→ EXERCISE TASKS
[a] List each distinct date that opens an entry in the Roswell debris timeline, giving each date once.
[b] Carry on the Roswell debris timeline from its last entry.

→ TEXT PROVIDED
[start]

June 4, 1947 - According to the diary kept be Dr. Albert Crary, the man in charge of the balloon experiments in New Mexico: Out to Tularosa Range and fired charges between 00 and 06 this am. No balloon flight again on account of clouds. Flew regular sonobuoy up in cluster of balloons and had good luck on receiver on ground but poor on plane. Out with Thompson pm. Shot charges from 1800 to 2400.

So we have contradictory accounts here in the only documented source. Charles Moore, who was with Crary on these tests wrote, "My examination of his original handwritten entries suggests that he copied from other notes; the entries from June 2 through the first half of June 5 appear to have been written in one sitting with the same pencil and without any corrections or false starts."

This is really unhelpful because the key Mogul launch is that of Flight No. 4, that is, the June 4 launch. The remains of the other balloon launches were recovered or spotted. The next possible culprit, Flight No. 9, turns out was not a viable alternative, leaving, for the Project Mogul crowd, only Flight No. 4.

What this means is that the flight, which Moore said he remembered got close to Arabella, NM, and which he used winds aloft data to attempt to plot a course some fifty years later, might have come down on the Brazel (Foster) ranch. It would have fallen late on June 4 or early on June 5. It must be stated here that Moore’s calculations take it no closer than 17 miles of the recovery area which, of course, only puts it in the area and not down where Brazel found debris.

June 14, 1947 - According to the article published in the Roswell Daily Record, Brazel said that he and his 8-year-old son were on the range some seven or eight miles from the ranch house when they found the debris.

This suggests that Brazel discovered the material three weeks before he reported it to the sheriff. What doesn’t make sense here is why he would leave it in the field for three weeks, then clean it up himself and then report it to the sheriff.

July 4, 1947 - Brazel, quoted in the Roswell Daily Record, said that he, his wife, son Vernon and 14-year-old daughter Bessie (identified as Betty in the newspaper) went out to the range and cleaned up the debris.

Bill Brazel, who at the time lived in Albuquerque says that the family was in Tularosa because when he arrived at the ranch, no one was there. He was there for a couple of days or so before his father returned from Roswell.

July 6, 1947 - Brazel traveled to Roswell and told local authorities of the debris, according to the time lines developed by various UFO researchers. According to wire service stories dated July 8, "Sheriff [George] Wilcox [Chaves County Sheriff] says the rancher does not have a telephone, and that he did not report finding the disc until the day before yesterday [meaning July 6 here].

This seems to document the Sunday trip by Brazel into Roswell even though later newspaper articles suggest that he didn’t drive into town until Monday, July 7.

July 6, 1947 - Major Jesse Marcel is called by the sheriff and eventually drives out to the ranch with Brazel to see the debris. Marcel would say that he went out with Captain Sheridan Cavitt, who would deny this and then confirm it.Marcel would later say he didn’t know what it was.

July 8, 1947 - Walt Whitmore, Sr., majority owner of KGFL apparently drove out to find Brazel and took him back to Roswell. There he was interviewed at length.

[end]

→ GIVEN INFORMATION

[start]

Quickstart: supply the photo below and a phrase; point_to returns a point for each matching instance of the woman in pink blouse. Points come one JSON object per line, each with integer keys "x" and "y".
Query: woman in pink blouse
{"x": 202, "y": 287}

[end]

→ RESULTS OF THE EXERCISE
[a]
June 4, 1947
June 14, 1947
July 4, 1947
July 6, 1947
July 8, 1947

[b]
Jud Roberts, the minority owner of the station told various investigators and researchers that they had an hour long recording of Brazel, but before they could broadcast it, they were ordered not to. That recording has long since disappeared.

July 8, 1947 - There are a number of wire service stories. Frank Joyce, who worked at KGFL radio in Roswell at the time, kept teletype messages so that we can see what was being said over the wire.

July 9, 1947 - the Roswell Daily Record supplies office space so that two reporters from the Associated Press can interview Brazel.

Here are the problems. According to ranchers, they wouldn’t leave the debris in the field once they found it because the livestock would eat it and that could prove fatal. They would have picked it up. So, if Brazel had found it on June 14 (which, BTW negates Mogul Flight No. 9), he would have had it cleaned up around that date.

There is conflicting data about the timing of Brazel’s first trip into Roswell. This really isn’t a major concern. We have the story, told by Marcel, of remaining overnight at the Brazel ranch. Bessie Brazel said no to that. Mary Cavitt said no, basing that on her opinion that if her husband had just arrived in Roswell and then was gone overnight, she’d remember.

Clearly Brazel was in Roswell on the evening of July 8 and on July 9. He provided his story to the reporters in Roswell, there are pictures of him there, and there are witnesses to his presence there. There is no reason to reject this idea even though Bessie said that her father did not remain overnight in Roswell.

Both Bill Brazel, who drove from Albuquerque to Corona, and Major Edwin Easley, the provost marshal, said that Mack remained at the base for a number of days. Neighbors report that Mack complained about being held on the base.

This then, provides a chronology of events that might help put it all into perspective. We all can see the problems. We have conflicting data from documents, from witnesses, and from various investigators, researchers and governmental officials. It seems that everyone who comments on this has some sort of agenda so all we can do is attempt to put together the best information we can.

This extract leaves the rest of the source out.